§ **Exercise task 1**:
Show every row below that contains the string "tulip".

§ **Reading text**:
····················
Alec Baldwin will be parking his butt in anger management after pleading guilty Wednesday to harassment in a dispute over a parking spot.

In addition to agreeing on the classes, the quick-tempered actor, 60, will also pay $120, the New York Post reported.

The actor, best known recently for impersonating Donald Trump on “Saturday Night Live,” originally faced misdemeanor assault and harassment charges after allegedly punching Wojciech Cieszkowski in a Nov. 2 scuffle over a parking spot in New York’s Greenwich Village. The “30 Rock” alum denied hitting Cieszkowski and told police that a family member was saving the spot when a man in a Saab pulled into it.

However, the actor admitted in court papers that he pushed Cieszkowski. Baldwin previously entered a not guilty plea to charges in a November court appearance.

Baldwin has to finish the anger management course before a court date in late March, the Post noted.

He reported some of the developments on Twitter, complaining that the press congregated outside his courtroom and ignored three murder trials in the same building. He also reiterated that he did not punch the man.

“Nothing that resembles justice ever enters or leaves any courtroom in this country,” he wrote in another tweet.

Baldwin’s quick trigger has been in the news before. In 2014, the actor was charged with disorderly conduct for arguing with police officers after allegedly riding his bicycle the wrong way on Fifth Avenue in Manhattan. And in 2013 he received backlash for saying an anti-gay slur to a photographer trying to take a picture of his family.
····················
§ **Dataset content**:
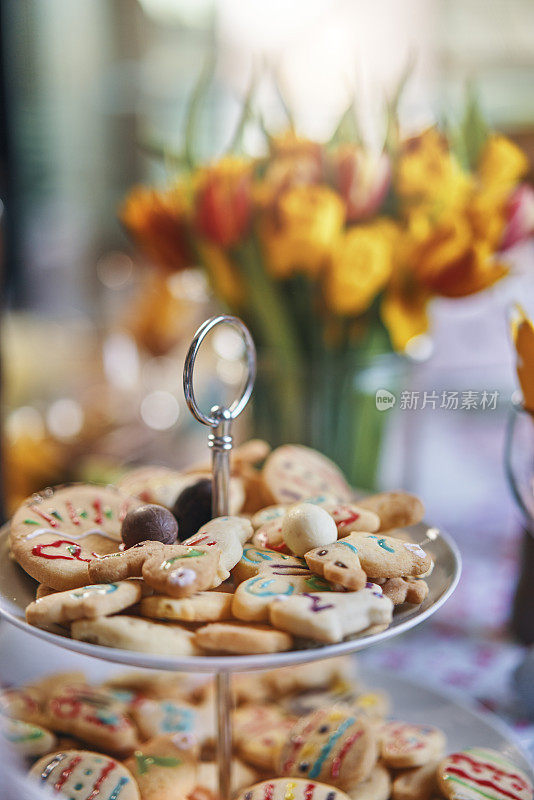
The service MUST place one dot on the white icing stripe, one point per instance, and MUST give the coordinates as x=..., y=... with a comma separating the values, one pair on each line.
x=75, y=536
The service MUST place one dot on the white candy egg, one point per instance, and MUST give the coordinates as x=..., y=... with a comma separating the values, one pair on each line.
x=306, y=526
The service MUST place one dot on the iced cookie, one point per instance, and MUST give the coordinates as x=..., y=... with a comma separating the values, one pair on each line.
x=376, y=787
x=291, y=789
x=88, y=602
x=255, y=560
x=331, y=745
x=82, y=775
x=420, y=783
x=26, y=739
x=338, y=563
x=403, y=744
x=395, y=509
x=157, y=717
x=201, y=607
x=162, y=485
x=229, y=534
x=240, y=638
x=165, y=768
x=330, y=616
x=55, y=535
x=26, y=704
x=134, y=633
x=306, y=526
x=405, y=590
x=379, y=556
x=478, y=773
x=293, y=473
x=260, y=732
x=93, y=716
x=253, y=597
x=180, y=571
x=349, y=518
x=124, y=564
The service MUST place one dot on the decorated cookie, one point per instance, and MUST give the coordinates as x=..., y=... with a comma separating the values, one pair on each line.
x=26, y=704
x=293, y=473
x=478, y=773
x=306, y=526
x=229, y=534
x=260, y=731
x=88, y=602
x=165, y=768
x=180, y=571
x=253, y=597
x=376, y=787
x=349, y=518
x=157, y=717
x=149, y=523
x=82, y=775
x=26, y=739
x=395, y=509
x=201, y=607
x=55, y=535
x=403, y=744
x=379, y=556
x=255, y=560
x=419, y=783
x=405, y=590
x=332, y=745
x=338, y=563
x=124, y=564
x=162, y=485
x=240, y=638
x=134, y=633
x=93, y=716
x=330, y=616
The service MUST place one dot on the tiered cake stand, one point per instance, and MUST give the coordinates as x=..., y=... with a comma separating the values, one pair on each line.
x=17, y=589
····················
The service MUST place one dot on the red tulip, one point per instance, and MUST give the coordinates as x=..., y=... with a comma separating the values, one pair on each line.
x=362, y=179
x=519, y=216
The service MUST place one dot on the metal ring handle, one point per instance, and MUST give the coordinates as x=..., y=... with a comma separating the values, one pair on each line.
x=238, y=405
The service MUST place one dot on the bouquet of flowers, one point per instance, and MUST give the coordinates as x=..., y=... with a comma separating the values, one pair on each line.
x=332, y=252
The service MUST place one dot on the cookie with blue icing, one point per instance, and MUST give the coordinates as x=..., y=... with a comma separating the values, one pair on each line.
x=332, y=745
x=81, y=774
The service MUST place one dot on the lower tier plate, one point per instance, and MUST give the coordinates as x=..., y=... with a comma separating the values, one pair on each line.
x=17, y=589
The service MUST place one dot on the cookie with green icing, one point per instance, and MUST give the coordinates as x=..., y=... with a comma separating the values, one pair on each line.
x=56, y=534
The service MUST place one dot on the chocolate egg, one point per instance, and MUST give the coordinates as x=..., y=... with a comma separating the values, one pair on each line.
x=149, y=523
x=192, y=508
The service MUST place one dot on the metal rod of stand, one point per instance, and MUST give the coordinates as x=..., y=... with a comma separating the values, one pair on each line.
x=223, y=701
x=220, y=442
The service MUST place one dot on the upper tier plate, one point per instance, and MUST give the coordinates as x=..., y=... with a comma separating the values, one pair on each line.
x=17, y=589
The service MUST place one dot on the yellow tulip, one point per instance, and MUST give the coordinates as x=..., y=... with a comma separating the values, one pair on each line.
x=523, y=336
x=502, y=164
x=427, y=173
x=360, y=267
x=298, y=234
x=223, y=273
····················
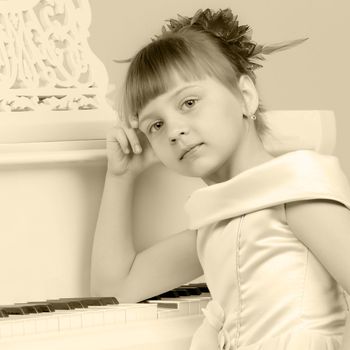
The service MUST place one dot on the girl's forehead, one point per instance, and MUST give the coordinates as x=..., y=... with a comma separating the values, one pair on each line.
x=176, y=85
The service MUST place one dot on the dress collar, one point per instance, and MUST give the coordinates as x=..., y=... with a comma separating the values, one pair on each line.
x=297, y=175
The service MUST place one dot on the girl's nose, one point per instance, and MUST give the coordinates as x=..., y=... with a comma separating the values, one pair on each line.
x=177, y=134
····················
§ **Exercise task 2**:
Write out everything from "Baldwin has to" down to "punch the man." in the article about Alec Baldwin, switching "Twitter" to "Facebook".

§ **Written response 1**:
The service MUST place one dot on the red tulip, one point per instance, and MUST give the coordinates as x=..., y=... with a comma separating the values, one pair on each line.
The service MUST place one dot on the yellow tulip, one point per instance, and MUST give the coordinates as x=..., y=... with a comma separating the values, one pair on each line.

§ **Written response 2**:
Baldwin has to finish the anger management course before a court date in late March, the Post noted.

He reported some of the developments on Facebook, complaining that the press congregated outside his courtroom and ignored three murder trials in the same building. He also reiterated that he did not punch the man.